Repeat the whole of the data, keeping every detail the same.

(Object point labels)
>>>>>

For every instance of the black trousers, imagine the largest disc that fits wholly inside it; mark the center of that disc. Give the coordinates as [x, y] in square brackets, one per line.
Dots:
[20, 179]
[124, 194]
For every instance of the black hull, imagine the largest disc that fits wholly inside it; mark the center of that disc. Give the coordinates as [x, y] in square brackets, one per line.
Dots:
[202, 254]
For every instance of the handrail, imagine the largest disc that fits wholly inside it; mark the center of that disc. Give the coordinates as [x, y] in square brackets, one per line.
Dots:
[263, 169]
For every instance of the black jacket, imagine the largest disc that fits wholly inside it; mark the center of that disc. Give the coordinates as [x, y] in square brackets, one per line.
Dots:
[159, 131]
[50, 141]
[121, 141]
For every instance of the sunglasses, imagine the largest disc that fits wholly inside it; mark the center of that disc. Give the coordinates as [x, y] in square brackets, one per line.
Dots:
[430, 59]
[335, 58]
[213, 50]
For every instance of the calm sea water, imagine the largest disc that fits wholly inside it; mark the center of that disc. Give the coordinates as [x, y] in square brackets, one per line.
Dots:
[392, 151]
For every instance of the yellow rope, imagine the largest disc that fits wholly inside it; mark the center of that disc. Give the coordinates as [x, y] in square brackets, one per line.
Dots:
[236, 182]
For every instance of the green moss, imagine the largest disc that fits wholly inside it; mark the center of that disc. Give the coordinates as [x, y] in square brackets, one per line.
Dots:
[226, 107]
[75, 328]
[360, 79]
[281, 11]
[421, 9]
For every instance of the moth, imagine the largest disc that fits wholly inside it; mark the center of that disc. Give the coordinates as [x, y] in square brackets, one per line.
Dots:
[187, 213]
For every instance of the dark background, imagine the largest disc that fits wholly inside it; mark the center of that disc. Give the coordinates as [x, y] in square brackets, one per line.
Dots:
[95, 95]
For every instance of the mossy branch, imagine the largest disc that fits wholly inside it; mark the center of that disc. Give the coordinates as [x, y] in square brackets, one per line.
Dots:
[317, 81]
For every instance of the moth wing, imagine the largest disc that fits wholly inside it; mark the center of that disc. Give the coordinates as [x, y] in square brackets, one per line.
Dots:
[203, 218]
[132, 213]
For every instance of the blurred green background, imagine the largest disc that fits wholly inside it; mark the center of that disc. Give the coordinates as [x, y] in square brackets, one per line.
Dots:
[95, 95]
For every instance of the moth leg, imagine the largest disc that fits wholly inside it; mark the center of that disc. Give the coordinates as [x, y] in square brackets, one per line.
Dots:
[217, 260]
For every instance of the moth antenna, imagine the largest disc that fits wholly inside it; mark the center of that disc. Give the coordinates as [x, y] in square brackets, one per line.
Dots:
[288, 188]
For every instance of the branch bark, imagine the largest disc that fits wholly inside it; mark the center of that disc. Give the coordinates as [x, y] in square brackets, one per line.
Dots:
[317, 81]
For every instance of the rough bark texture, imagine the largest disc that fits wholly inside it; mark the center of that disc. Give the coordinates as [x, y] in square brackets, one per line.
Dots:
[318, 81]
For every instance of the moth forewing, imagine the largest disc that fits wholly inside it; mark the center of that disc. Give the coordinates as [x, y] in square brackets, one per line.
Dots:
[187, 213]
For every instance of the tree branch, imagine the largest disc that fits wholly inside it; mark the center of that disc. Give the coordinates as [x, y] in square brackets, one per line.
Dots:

<<<<<

WRITTEN SOLUTION:
For every instance of the black trousers, imagine the largest disc that fits wholly inside it; mark the center of that disc. Give the coordinates as [x, y] in square brackets, one per line.
Dots:
[20, 179]
[124, 194]
For every instance of the black hull, imagine the largest disc that fits wholly inside it; mark the center of that disc. Give the coordinates as [x, y] in square brackets, one per line.
Dots:
[202, 254]
For every instance of the handrail, imagine the largest disc that fits wholly inside it; mark the center of that disc. Give the coordinates as [x, y] in square brackets, one per line.
Dots:
[263, 169]
For every instance of the black jacket, imagine the largest disc that fits wholly inside it; mark the center of that disc. Give the coordinates as [x, y] in square brackets, one per line.
Dots:
[159, 131]
[50, 141]
[121, 141]
For every instance of the sunglasses, imagine the largest disc that fits wholly inside it; mark the center of that disc. Give the coordinates as [x, y] in square brackets, one per line.
Dots:
[430, 59]
[335, 58]
[213, 50]
For every instance of the calm sea water, imagine the largest disc that fits wholly inside it; mark the center of that disc. Give the coordinates as [x, y] in square brackets, one per line.
Dots:
[392, 151]
For every instance of the yellow rope, imagine the largest disc that fits wholly inside it; mark the center of that disc. Give the coordinates as [x, y] in square brackets, one per line.
Dots:
[236, 182]
For every instance of the green moss, imagine the largest disc that fits wholly inside it; mark the center of that disc. Give the coordinates as [x, y] in square brackets, one per line.
Dots:
[226, 107]
[75, 328]
[360, 79]
[281, 11]
[421, 9]
For every instance of the moth, imagine the largest disc that fits wholly inside it; mark the center of that disc. Give the coordinates as [x, y] in square brackets, one per line.
Dots:
[187, 213]
For every instance of the dark background, imagine the largest disc that fits wholly inside it; mark the center of that disc. Give the coordinates as [x, y] in square brackets, one per line.
Dots:
[95, 95]
For every instance of the mossy branch, imagine the largest disc that fits wholly inside it; mark the center of that disc. Give the coordinates as [x, y] in square brackets, one per line.
Dots:
[317, 81]
For every instance of the moth wing, imagine the largest disc that fits wholly inside it; mark the center of that disc. Give the coordinates as [x, y] in square brackets, one per line.
Dots:
[203, 218]
[132, 213]
For every instance of the blurred green background, imagine the largest disc that fits wholly inside it; mark the center of that disc. Give the coordinates as [x, y] in square brackets, one per line.
Dots:
[95, 95]
For every instance of the moth leg, imagine the largest disc that fits wholly inside it; mark the center of that disc. Give the coordinates as [x, y] in square brackets, one per line.
Dots:
[217, 260]
For every instance of the moth antenna, imagine the largest disc that fits wholly inside it; mark the center of that disc. Give the coordinates as [x, y] in square brackets, one per line.
Dots:
[288, 188]
For every instance of the branch bark, imagine the largest disc that fits wholly inside it; mark the center of that disc. Give the coordinates as [x, y] in square brackets, one per line.
Dots:
[317, 81]
For every instance of the rough bark texture, imagine the largest disc that fits wholly inside it; mark the center of that disc. Give the coordinates as [x, y] in square brackets, one per line.
Dots:
[318, 81]
For every instance of the moth forewing, imagine the largest disc that fits wholly inside it; mark the center of that disc. Give the coordinates as [x, y] in square brackets, one per line.
Dots:
[187, 213]
For every instance of the tree branch, imagine the largest disc that fits wholly inside it; mark the center of that disc. Give the coordinates as [x, y] in square brackets, one per line.
Dots:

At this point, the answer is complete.